* Texte extrait:
1)Est-ce que tous connaissent les façons vincentiennes de prier, depuis la Soeur de 90 ans en Chine, jusqu'au jeune de 15 ans, membre d'un groupe de Jeunesse Mariale Vincentienne au Mexique? Je ne le pense pas. Pouvons-nous enseigner plus efficacement aux autres la manière de prier de saint Vincent?

2)Pouvons-nous nous enseigner les uns aux autres les moyens d'intégrer la prière et la vie apostolique?

3)Pouvons-nous développer des formes de prière quotidienne simples, appropriées aux différents moments de la journée ou à diverses occasions, que nous pourrions offrir en particulier aux jeunes et aux pauvres?

5.Un cinquième défi, dans nos efforts missionnaires au troisième millénaire, c'est de rejoindre les jeunes surtout.

J'ai affirmé ceci récemment, et j'ai reçu peu après une lettre d'une Soeur exprimant avec force qu'il faudrait également rejoindre les aînés! C'est vrai aussi. Les aînés ont droit à notre amour et à notre attention, mais je vous encourage à rejoindre les jeunes surtout.

Y a-t-il une chose sur laquelle Jean-Paul II a insisté plus souvent, en paroles et en action? Les jeunes sont le troisième millénaire. Il leur appartient. Il ne m'appartient certainement pas. Je doute de survivre à la deuxième décennie! Et plusieurs d'entre vous peuvent probablement dire la même chose.

* Données fournies:
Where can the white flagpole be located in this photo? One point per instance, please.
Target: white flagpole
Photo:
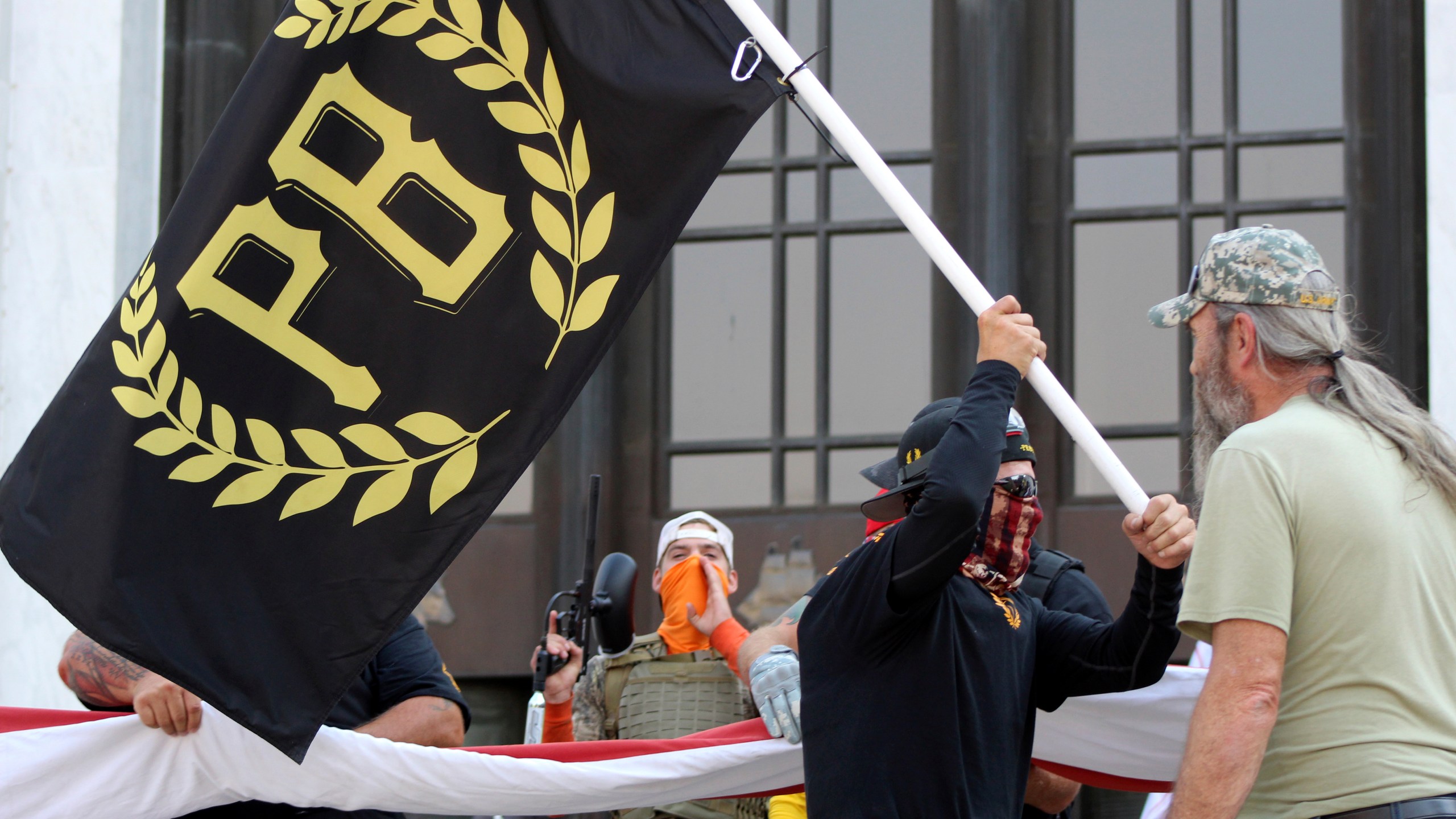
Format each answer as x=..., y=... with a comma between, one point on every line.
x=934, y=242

--

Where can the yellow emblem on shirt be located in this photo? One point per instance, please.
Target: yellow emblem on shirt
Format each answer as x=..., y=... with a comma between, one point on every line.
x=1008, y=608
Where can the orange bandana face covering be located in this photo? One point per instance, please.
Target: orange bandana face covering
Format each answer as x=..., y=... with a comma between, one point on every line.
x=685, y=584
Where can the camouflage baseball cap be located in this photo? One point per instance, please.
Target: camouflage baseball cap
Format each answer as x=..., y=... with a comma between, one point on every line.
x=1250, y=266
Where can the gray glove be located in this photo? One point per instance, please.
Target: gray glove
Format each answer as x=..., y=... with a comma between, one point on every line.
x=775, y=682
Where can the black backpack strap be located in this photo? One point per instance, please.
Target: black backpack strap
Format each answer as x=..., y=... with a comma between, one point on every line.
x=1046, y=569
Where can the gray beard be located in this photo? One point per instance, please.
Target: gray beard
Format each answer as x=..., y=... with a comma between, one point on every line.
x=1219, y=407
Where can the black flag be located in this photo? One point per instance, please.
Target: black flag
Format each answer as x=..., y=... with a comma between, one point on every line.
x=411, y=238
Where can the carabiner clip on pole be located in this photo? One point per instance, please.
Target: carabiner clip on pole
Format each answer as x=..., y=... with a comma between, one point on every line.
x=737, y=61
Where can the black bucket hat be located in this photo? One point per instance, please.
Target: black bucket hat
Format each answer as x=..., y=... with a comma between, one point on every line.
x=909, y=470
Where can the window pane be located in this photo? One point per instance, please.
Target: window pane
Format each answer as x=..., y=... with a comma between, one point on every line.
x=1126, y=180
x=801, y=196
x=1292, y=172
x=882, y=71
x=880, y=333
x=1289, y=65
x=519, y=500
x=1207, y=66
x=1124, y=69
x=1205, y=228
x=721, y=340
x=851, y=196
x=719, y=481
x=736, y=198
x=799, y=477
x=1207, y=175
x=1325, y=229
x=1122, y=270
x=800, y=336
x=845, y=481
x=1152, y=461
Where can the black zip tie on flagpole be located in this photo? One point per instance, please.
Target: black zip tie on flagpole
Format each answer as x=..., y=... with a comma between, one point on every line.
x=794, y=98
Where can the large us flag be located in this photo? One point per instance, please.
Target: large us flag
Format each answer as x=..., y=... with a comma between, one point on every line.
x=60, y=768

* * *

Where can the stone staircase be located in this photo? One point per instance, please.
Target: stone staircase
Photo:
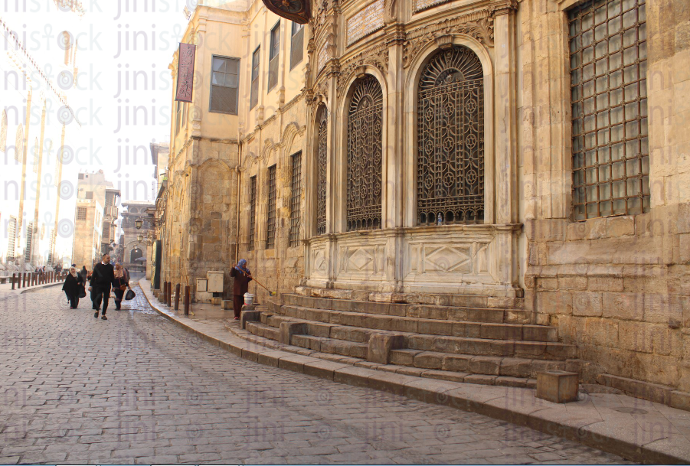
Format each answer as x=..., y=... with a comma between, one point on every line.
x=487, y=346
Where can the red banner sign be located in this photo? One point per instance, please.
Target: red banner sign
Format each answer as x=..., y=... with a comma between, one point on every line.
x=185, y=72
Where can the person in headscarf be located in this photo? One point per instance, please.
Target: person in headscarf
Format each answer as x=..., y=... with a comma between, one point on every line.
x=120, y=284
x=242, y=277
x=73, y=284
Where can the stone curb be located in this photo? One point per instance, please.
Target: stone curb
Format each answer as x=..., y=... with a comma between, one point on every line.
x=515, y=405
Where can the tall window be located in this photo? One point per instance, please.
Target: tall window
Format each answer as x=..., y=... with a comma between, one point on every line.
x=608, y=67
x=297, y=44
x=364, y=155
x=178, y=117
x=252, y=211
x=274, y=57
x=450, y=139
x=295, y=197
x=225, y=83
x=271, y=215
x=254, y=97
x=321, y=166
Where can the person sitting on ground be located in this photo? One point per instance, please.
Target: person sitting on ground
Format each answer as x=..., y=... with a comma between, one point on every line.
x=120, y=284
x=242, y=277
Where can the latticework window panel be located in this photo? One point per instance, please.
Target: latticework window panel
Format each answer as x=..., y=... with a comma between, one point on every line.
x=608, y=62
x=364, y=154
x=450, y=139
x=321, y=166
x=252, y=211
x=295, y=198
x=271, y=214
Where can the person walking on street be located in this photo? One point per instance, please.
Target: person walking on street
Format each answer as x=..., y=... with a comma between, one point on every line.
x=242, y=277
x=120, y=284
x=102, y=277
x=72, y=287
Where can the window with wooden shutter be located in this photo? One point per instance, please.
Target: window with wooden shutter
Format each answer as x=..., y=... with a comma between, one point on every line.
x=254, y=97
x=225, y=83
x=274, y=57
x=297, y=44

* Questions d'étude:
(1) Répondez aux questions suivantes sur le texte consacré aux défis missionnaires vincentiens.
(a) Quel âge a la Soeur en Chine évoquée au premier point ?
(b) Quel est le cinquième défi énoncé ?
(c) Qu'exprimait la lettre envoyée par une Soeur ?
(2) Poursuivez le texte sur les défis missionnaires vincentiens à la suite de sa dernière phrase.

* Résultats par tâche:
(1)
(a) Elle a 90 ans.
(b) C'est de rejoindre les jeunes surtout.
(c) Elle exprimait avec force qu'il faudrait également rejoindre les aînés.

(2)
Je veux vous dire donc aujourd'hui que saint Vincent a laissé un merveilleux don dans l'Église. Il l'a placé, dans une large mesure, entre vos mains et entre les miennes. Passons-le aux jeunes. Dites-leur combien saint Vincent , inspiré par la perspective de Jésus, a vu le monde à l'envers. Disons-leur que les pauvres sont les rois, les reines et les présidents du Royaume de Dieu et que nous sommes leurs serviteurs. Confions-leur la riche spiritualité évangélique, enracinée dans l'humanité de Jésus. Aidons-les à partager l'amour de Jésus pour Dieu le Père, sa confiance en la providence de Dieu. Accompagnons-les dans l'écoute de la parole de Dieu comme l'a fait Marie, la mère de Jésus, et à la mettre en pratique comme elle l'a fait. Démontrons-leur, surtout par votre vie, l'importance de la vérité. Montrons-leur, par notre exemple, une façon de voir le monde avec les yeux de l'humble, afin que tout soit don - tout - et que Dieu nous rejoigne continuellement dans notre vie pour nous refaire tout à neuf. Ne faisons pas ceci seulement comme un moyen de promotion vocationnelle, mais comme un moyen de partager le merveilleux cadeau que Dieu nous a donné.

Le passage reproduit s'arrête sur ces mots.